> [Task]:
Using the article below on Carol Padberg's library commission, list every material that it says the project Augmented/Obstructed utilized.

> [Extract to read]:
============

Carol Padberg, associate professor of painting in the Hartford Art School, recently completed a commission for Yale University’s Sterling Library, in collaboration with artist Andy Deck.

Their work was one of five artist-in-residence projects in New Haven libraries that were commissioned in conjunction with a recent exhibition, titled Library Science, at Artspace in New Haven. The Library Science exhibit investigated how our physical, intellectual and personal relationships with the library and its materials are changing as libraries adapt to the digital world.

In conjunction with the Library Science exhibition at Artspace, Connecticut artists were invited to submit proposals for research residencies towards creating site- and situation-specific projects at local libraries. Padberg and Deck were selected to exhibit their project, Augmented/Obstructed, at Yale's Sterling Memorial Library.

Augmented/Obstructed utilized such materials as smart phones, books that can only be read with mobile devices, paper, ink, and ancient Babylonian clay tablets. The project playfully intertwined the physical with the digital, resulting in a reactivated card catalogue room that is enhanced through the medium of machine vision. Incomprehensible to the human gaze, but perceptible with the assistance of software, the designs of commerce and culture combined in the form of reinvented card catalogue labels, altered books, and an ancient Babylonian clay tablet. Referencing key moments in the history of language and technology, the work invited viewers to consider the consequences of our cultural journey from clay tablets and the printing press to digital tablets and the Internet.

In addition to her project at Yale's Sterling Library, Padberg recently co-curated an exhibit at Yale's Haskins Laboratories. The exhibit, which runs through Feb. 3, is titled Rules of Conversion: Artists Explore Encoded and Embedded Language.

============

> [Record set]:
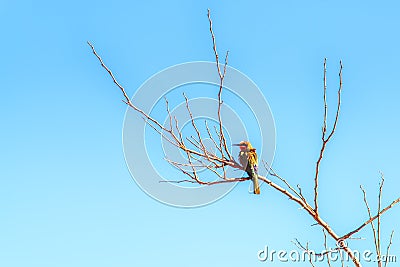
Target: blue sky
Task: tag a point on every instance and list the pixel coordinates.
(66, 196)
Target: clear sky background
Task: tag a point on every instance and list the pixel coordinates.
(66, 196)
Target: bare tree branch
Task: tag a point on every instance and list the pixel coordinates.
(325, 139)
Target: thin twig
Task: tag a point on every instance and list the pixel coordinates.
(325, 139)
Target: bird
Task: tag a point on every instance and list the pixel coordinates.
(249, 161)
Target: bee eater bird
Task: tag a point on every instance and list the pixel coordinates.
(249, 161)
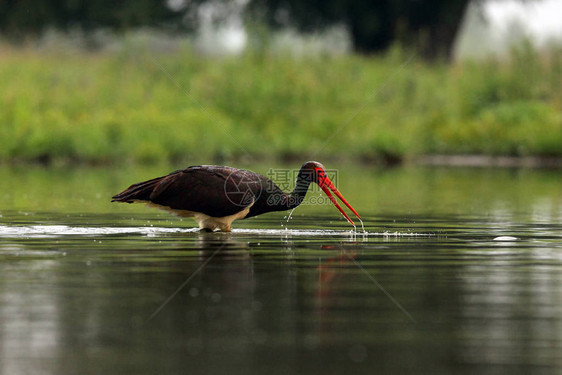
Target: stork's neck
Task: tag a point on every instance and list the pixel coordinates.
(296, 197)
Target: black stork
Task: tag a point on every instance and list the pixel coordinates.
(216, 195)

============

> [Task response]:
smart phones
books that can only be read with mobile devices
paper
ink
ancient Babylonian clay tablets